_Task_. How many lines in the rows below contain the string "outline"? Reply with the number only.

_Given information_.
.....
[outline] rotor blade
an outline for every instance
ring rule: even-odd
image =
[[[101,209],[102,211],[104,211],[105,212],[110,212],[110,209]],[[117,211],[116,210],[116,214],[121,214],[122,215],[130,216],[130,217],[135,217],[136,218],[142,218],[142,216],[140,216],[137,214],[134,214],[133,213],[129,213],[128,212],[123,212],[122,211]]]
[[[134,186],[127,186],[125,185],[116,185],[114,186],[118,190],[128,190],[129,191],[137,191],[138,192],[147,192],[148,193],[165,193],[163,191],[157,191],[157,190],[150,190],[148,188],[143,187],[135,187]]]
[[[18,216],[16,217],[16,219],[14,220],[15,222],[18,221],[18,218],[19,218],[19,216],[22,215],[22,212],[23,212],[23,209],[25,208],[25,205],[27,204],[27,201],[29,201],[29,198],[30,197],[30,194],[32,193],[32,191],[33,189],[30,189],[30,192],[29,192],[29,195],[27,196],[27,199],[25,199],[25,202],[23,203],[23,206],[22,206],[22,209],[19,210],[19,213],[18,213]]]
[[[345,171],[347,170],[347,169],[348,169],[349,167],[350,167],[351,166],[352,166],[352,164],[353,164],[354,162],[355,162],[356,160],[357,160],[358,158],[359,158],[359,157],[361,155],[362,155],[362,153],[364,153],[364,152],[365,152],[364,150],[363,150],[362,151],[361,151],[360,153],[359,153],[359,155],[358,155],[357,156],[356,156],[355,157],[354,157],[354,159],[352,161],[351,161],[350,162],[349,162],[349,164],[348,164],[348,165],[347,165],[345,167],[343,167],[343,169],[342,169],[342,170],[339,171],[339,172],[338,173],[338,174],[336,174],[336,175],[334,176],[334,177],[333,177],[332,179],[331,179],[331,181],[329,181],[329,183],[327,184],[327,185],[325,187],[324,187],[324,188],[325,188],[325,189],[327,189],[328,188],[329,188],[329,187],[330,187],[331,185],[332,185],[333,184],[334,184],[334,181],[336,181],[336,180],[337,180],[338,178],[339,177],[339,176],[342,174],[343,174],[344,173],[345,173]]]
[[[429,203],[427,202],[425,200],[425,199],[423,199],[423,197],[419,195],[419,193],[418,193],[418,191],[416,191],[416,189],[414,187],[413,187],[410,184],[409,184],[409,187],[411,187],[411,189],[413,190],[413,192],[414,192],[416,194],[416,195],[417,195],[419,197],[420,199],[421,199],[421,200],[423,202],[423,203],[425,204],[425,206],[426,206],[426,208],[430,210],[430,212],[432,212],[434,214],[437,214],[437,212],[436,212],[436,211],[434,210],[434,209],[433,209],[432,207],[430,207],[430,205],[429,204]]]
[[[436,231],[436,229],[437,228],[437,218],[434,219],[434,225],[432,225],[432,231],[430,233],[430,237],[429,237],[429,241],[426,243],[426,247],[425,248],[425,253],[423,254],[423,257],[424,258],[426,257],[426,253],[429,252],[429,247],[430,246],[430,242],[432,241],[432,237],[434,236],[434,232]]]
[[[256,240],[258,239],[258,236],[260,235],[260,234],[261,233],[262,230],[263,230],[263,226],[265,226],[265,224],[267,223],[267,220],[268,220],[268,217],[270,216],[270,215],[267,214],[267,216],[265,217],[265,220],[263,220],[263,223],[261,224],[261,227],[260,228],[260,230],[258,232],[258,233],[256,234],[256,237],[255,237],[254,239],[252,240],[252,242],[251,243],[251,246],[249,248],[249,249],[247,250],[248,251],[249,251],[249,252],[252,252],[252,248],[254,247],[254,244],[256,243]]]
.....
_Response to this task_. 2